(Point placement records)
..........

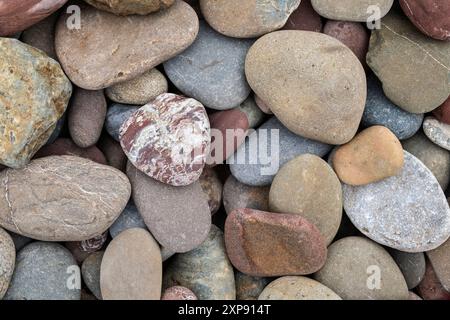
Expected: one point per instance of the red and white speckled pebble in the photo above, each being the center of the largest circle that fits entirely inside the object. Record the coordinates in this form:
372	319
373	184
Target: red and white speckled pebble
168	139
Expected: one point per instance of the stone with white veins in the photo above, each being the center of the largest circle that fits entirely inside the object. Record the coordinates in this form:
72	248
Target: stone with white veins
168	139
408	212
438	132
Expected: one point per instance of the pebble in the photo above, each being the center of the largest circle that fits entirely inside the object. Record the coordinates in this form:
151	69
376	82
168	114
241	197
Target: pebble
268	244
205	270
412	266
90	270
297	288
432	17
168	139
438	132
178	217
16	16
7	261
352	10
131	267
409	212
360	269
128	7
66	147
249	287
116	115
282	146
62	198
119	56
43	272
247	19
398	52
372	155
178	293
237	195
35	94
129	218
304	18
86	117
211	70
139	90
433	157
307	186
296	77
381	111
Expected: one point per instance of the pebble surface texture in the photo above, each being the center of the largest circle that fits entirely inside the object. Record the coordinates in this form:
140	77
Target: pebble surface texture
131	267
351	262
409	212
41	273
34	95
297	288
62	198
16	16
205	270
119	57
168	139
351	10
398	52
247	19
432	17
211	70
273	244
312	82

..........

▶ [TASK INSTRUCTIONS]: Convert the lines above into a JSON list of strings with one string per line, skipping blank lines. Leave the pictures out of the answer.

▶ [ANSWER FOR THE TASK]:
[
  "Expected: one point per instance of the red and white speckled pebble in the photo above, each being the center of the largest circle that fits entirely inside the object. Record the coordinates in this form:",
  "372\t319",
  "373\t184",
  "Target: red and white speckled pebble",
  "168\t139",
  "Expected: one point per instance of the stone with white veins in the photo above, each being the center of the largest circle that fits entirely inside the object. Record the coordinates in this form:",
  "72\t248",
  "Target: stone with white veins",
  "168\t139",
  "408\t212",
  "438\t132",
  "Expected: one point per instance of the pebble in the photo above, each being the center of the largest circle that fits entirely inside the object. Record the coordinates in this form:",
  "151\t69",
  "376\t82",
  "168\t114",
  "241\t197",
  "Target: pebble",
  "268\t244",
  "205\t270",
  "412\t266",
  "90\t270",
  "297\t288",
  "432\t17",
  "168\t139",
  "438\t132",
  "178\t217",
  "16\t16",
  "7\t261",
  "352\t10",
  "131\t267",
  "409\t212",
  "360\t269",
  "128\t7",
  "66\t147",
  "249\t287",
  "116\t115",
  "282\t146",
  "62\t198",
  "119\t56",
  "43\t272",
  "247\t19",
  "398\t52",
  "372\t155",
  "178\t293",
  "237\t195",
  "35\t94",
  "129\t218",
  "304\t18",
  "86\t117",
  "211\t70",
  "139\t90",
  "433\t157",
  "307\t186",
  "296\t77",
  "381\t111",
  "Expected: one point per instance of the pebble surface texture in the photo above, each being the center of the largest circle that fits entirely inside the object. Record the coordinates in this form:",
  "140\t77",
  "Target: pebble surface texture",
  "131\t267",
  "351\t262",
  "409\t212",
  "41\t273",
  "34\t95",
  "297\t288",
  "62\t198",
  "16\t16",
  "205\t270",
  "119\t57",
  "168\t139",
  "351\t10",
  "398\t52",
  "247\t19",
  "432\t17",
  "211\t70",
  "273\t244",
  "312\t82"
]